[What the task requires] Can you extract the stretch of the Pacific Place description from "Following in the" through "the real buildings.", word for word?

--- Start Source ---

Following in the footsteps made by James Nissen's Pentagon, Wren 
Weburg's Mall of America, Charles Warren's Busch Stadium, Richard 
Yoon's GE Building, and even a far earlier Pacific Place by Lorencio 
S. Mateo, I tried to make a Pacific Place multiple-tile SCURK 
building. However, I also wished to allow all the component buildings 
to work independently, much like Stephen McGlen's Louvre and Lee 
Tong's Temple of Solomon. Complicating matters, the complex is on a 
sloping site with portions underground. Thus, I've done alot of 
improvising and fakery, expecially with facades that don't exist on 
the real buildings.

The lower base of the Conrad Hotel should be underground, but as 
making a slope is out of the question on this tile, I tried to make a 
more elaborate base and pool. I've also simplified some of the swirly 
portions that exist on the real base, and the tower curvature does not 
look quite correct (but I'm sick of dealing with it!). The same is 
true of the Shangri-La Hotel, though its base is more true to form 
with the curved sunken garden. Next to the Shangri-La is a tall 
complementary government office building, of which only a butchered 
angular piece of the base could be included (I didn't want to leave a 
blank plaza). The Shangri-La's "S" icon is not quite accurate, but I 
prefered mine over the more correct but hard to see red "S" on a white 
background. Also, the Shangri-La's large supporting columns are in 
reality covered with glazing, but I find glass columns atrociously 
kitschy. I also guessed on the half-circle base skylight as I didn't 
have views of that portion of the building.  I think the curved 
skylight is actually made up of radial pyramidal skylights, but I 
couldn't quite draw those nicely, so I made it flat reflective glass 
(I'm particularly fond of the reflection in it).

--- End Source ---
--- Start Data provided ---

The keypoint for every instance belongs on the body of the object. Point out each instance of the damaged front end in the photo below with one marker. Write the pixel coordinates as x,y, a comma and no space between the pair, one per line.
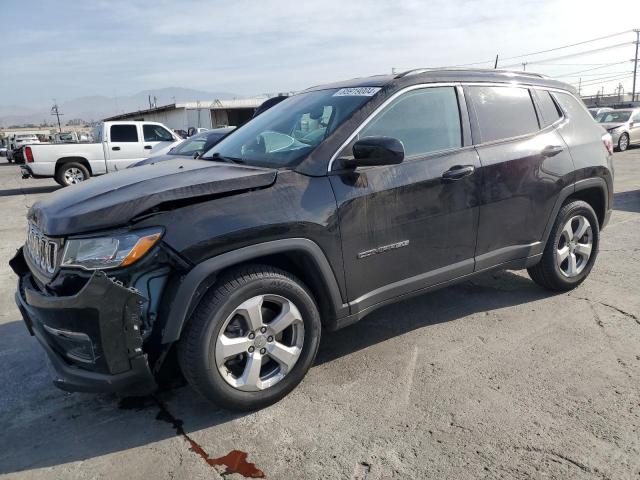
94,333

--- End Data provided ---

[Complete answer]
Following in the footsteps made by James Nissen's Pentagon, Wren 
Weburg's Mall of America, Charles Warren's Busch Stadium, Richard 
Yoon's GE Building, and even a far earlier Pacific Place by Lorencio 
S. Mateo, I tried to make a Pacific Place multiple-tile SCURK 
building. However, I also wished to allow all the component buildings 
to work independently, much like Stephen McGlen's Louvre and Lee 
Tong's Temple of Solomon. Complicating matters, the complex is on a 
sloping site with portions underground. Thus, I've done alot of 
improvising and fakery, expecially with facades that don't exist on 
the real buildings.